▸ **Page extract**

Leaving no one behind during COVID19

Frances Tawake

The panic rose in my chest as I left work after the announcement of the first COVID-19 case that hit Fiji on 19 March, 2020.

The hustle and bustle of the small town nearby my house greeted me as I approached the Supermarket. People were rushing from shelves to shelves trying to load necessities into their trolleys and hardly a single utterance heard. Then 5 minutes later I found myself moving with the crowd that was trying to get in.

After cashing my items I took a sneak view of the line of people behind me. In the crowds stood a woman with her child clinging onto her long velvet dress. In her right arm, I saw 2 kg of rice, a packet of baby’s milk and a tin fish on the other crook of her left arm. This pierced my heart. It was clear she could only afford to pay for a one day ration of meals.

It has been over a month since Fiji has had its first case of COVID19. The people of Fiji were advised to stay safe by washing their hands regularly with hand sanitizer or soap and water. The nation was advised to avoid large crowds and most families stocked up their foods to keep going during the lockdown.

But there’s a key problem with that advice: The low-income families can’t afford to follow it. If you have almost no money, how will you even buy in bulk to get you through the long weeks ahead? It is a privilege to access hand sanitizer which you will need money to buy, let alone having access to water to wash your hands.

Social distancing is also a problem since most of the unfortunate families in Fiji live with extended families. These are the people who are more likely to be exposed to the virus and suffer economically. The only people who get through the lockdown okay, are the ones who could afford it. Unfortunately the majority of the Fijians living in the lockdown areas bear the brunt of the economic shutdown.

A week later when the nation was still mainly closed down, I went down to Suva to buy vegetables for my two-year-old daughter. The town was quiet and terrifying and there were fewer people around. It was cold and drizzling and the mist made the city blurred like an old painting. It was comforting to see that the Suva market was still open but it also looked strange. I have never seen such a long lane of vacant taxis parked on the opposite side of the road. No work for them too. As I rushed to the market from the sidewalk, I felt as if I was walking on stage, being watched from a distance.

In the corner of my eyes I saw an old woman sitting on the cold pavement selling her packets of Ivi (Tahitian nut). From the depth of my heart I connected to her. I thought about my mum’s struggle many years ago trying to put food on the table. The woman looked pale and I wondered when was the last time she ate and enjoyed a meal with her loved ones.

I sat down beside her handing over the $10 note that I was planning to use to buy carrots and cabbage. She had lots of stories to share as a widow, both sad and funny. I stayed with her for almost an hour sharing stories of joys and obstacles in life.

▸ **Information shown**
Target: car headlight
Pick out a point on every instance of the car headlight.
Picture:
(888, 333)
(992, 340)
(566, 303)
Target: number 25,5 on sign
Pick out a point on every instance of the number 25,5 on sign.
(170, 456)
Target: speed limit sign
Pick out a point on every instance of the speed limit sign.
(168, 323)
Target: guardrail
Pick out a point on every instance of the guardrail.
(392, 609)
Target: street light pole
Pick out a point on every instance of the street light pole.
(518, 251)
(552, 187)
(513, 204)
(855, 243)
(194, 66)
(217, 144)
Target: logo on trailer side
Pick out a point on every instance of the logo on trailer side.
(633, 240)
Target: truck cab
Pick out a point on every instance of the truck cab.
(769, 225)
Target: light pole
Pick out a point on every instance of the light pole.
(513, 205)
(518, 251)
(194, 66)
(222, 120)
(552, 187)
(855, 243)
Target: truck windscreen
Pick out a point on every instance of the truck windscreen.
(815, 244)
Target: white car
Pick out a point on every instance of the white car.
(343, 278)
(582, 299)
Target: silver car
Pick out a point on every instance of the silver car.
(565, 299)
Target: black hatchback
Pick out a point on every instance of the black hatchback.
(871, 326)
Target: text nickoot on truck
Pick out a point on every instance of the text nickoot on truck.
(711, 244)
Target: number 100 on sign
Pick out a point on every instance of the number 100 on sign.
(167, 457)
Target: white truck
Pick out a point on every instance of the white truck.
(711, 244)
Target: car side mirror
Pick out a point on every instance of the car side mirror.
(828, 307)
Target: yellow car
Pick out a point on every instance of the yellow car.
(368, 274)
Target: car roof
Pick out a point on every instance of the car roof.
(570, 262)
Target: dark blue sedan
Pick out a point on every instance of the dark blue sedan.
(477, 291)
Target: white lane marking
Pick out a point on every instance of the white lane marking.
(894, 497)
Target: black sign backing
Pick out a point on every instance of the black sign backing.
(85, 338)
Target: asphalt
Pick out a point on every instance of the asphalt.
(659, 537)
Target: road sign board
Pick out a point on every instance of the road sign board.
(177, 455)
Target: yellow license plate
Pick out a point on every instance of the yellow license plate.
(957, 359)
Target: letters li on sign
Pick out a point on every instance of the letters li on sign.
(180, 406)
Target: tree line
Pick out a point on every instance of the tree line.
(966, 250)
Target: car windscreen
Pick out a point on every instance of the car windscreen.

▸ **What to produce**
In the essay on COVID-19 in Fiji, what was the old woman on the pavement in Suva selling?

▸ **Response**
Packets of Ivi (Tahitian nut).